**Problem requirements:** Set down all of the entries exactly, leaving nothing out.

Data shown: Begin

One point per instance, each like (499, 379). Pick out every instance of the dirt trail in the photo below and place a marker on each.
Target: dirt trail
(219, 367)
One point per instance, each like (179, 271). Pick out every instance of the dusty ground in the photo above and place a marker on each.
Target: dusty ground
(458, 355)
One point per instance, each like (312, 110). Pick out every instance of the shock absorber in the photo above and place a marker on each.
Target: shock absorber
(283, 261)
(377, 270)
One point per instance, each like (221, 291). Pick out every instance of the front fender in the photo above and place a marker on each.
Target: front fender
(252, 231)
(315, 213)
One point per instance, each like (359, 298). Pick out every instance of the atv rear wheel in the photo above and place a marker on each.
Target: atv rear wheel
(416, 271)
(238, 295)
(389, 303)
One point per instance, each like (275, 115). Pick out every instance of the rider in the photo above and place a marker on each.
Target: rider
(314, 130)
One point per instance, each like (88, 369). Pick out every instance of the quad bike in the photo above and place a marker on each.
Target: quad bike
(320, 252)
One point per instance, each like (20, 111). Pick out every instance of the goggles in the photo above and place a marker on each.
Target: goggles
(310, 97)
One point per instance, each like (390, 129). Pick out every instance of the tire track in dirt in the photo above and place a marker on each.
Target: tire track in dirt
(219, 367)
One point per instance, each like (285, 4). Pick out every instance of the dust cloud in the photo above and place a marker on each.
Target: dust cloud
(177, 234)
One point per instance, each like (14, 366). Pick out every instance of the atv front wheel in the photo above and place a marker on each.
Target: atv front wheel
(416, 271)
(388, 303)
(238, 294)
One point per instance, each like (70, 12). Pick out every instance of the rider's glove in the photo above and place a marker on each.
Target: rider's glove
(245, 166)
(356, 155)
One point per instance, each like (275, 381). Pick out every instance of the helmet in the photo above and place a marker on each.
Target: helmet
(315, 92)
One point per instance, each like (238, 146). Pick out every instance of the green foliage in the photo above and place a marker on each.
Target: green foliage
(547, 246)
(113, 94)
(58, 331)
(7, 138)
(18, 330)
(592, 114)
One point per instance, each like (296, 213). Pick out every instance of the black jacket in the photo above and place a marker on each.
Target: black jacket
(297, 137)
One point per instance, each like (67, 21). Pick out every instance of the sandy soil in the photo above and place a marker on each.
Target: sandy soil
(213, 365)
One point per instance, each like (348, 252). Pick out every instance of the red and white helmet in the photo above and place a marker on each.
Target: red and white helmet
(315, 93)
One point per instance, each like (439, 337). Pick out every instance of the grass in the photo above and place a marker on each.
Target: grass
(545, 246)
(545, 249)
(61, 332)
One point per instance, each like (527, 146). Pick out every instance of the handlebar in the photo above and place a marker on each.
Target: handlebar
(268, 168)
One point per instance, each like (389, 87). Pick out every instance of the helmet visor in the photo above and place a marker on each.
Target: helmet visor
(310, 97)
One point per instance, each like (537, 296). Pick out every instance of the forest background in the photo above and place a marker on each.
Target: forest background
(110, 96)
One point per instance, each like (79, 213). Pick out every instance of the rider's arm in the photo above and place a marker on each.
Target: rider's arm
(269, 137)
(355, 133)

Data shown: End

**Your response:**
One point per instance, each like (499, 379). Pick out every instance of the dirt trail in the photo below and place a marker on each.
Target: dirt trail
(219, 367)
One point per instance, each like (179, 271). Pick out every instance of the dusty ground in the photo above and place a marker on each.
Target: dusty ground
(458, 355)
One point per instance, each like (312, 110). Pick out every instance of the shock absorber in the photo above and place a marker on each.
Target: shock absorber
(283, 261)
(377, 270)
One point per instance, each like (221, 291). Pick out every instance of the front fender in the photo above and place a marker on each.
Target: front fender
(252, 231)
(315, 213)
One point per instance, each like (359, 298). Pick out every instance of the atv rear wheel in the photo above and place a marker on each.
Target: atv rear wheel
(416, 271)
(238, 295)
(389, 303)
One point per instance, each like (275, 115). Pick out every instance of the rider in the photo above and place a marker on each.
Target: rider
(314, 130)
One point per instance, each like (88, 369). Pick out every instance of the quad bike in the photo above and place a marker on each.
Target: quad bike
(320, 252)
One point per instance, each like (20, 111). Pick out every instance of the goggles in the photo above and place a marker on each.
Target: goggles
(310, 97)
One point per instance, each like (390, 129). Pick out every instance of the tire track in dirt in the photo above and place a marker on each.
Target: tire track in dirt
(219, 367)
One point per instance, each like (285, 4). Pick out every instance of the dust cloud in the photo above and place a marker on each.
Target: dust cloud
(177, 234)
One point per instance, each like (14, 366). Pick out every instance of the atv front wheel in the photo above and place a marker on each.
Target: atv front wheel
(416, 271)
(388, 303)
(238, 294)
One point per instance, each like (70, 12). Pick out every instance of the rider's glove in the photo above and place a marker on each.
Target: rider's glove
(245, 166)
(356, 155)
One point per instance, each like (275, 381). Pick out every instance of the helmet in the photo above and place a marker on each.
Target: helmet
(315, 92)
One point per instance, each like (238, 146). Pick out every instance of the green foliage in the photo above and place a marker on each.
Target: green foliage
(547, 246)
(113, 94)
(58, 331)
(7, 138)
(18, 330)
(592, 114)
One point per instance, each like (296, 213). Pick out every instance of the black jacket in the photo above and place a marker on each.
Target: black jacket
(297, 137)
One point per instance, each like (67, 21). Pick out every instance of the sandy soil in the photo above and place a marker on each.
Target: sandy soil
(213, 365)
One point per instance, each like (348, 252). Pick out every instance of the red and white helmet in the photo above and place a marker on each.
Target: red and white helmet
(315, 93)
One point per instance, each like (439, 337). Pick out every instance of the grass in the photo above and place a marker on each.
Target: grass
(545, 246)
(545, 249)
(61, 332)
One point per instance, each like (527, 146). Pick out every instance of the handlebar in the photo above and place a marker on each.
Target: handlebar
(268, 168)
One point per instance, each like (389, 87). Pick out every instance of the helmet visor in the photo above and place a marker on each.
Target: helmet visor
(310, 97)
One point per instance, each like (537, 296). Pick out every instance of the forest background in the photo above and place a marker on each.
Target: forest background
(110, 96)
One point per instance, each like (79, 213). Pick out every instance of the rider's arm in the photo above and place a marker on each.
Target: rider's arm
(269, 137)
(355, 133)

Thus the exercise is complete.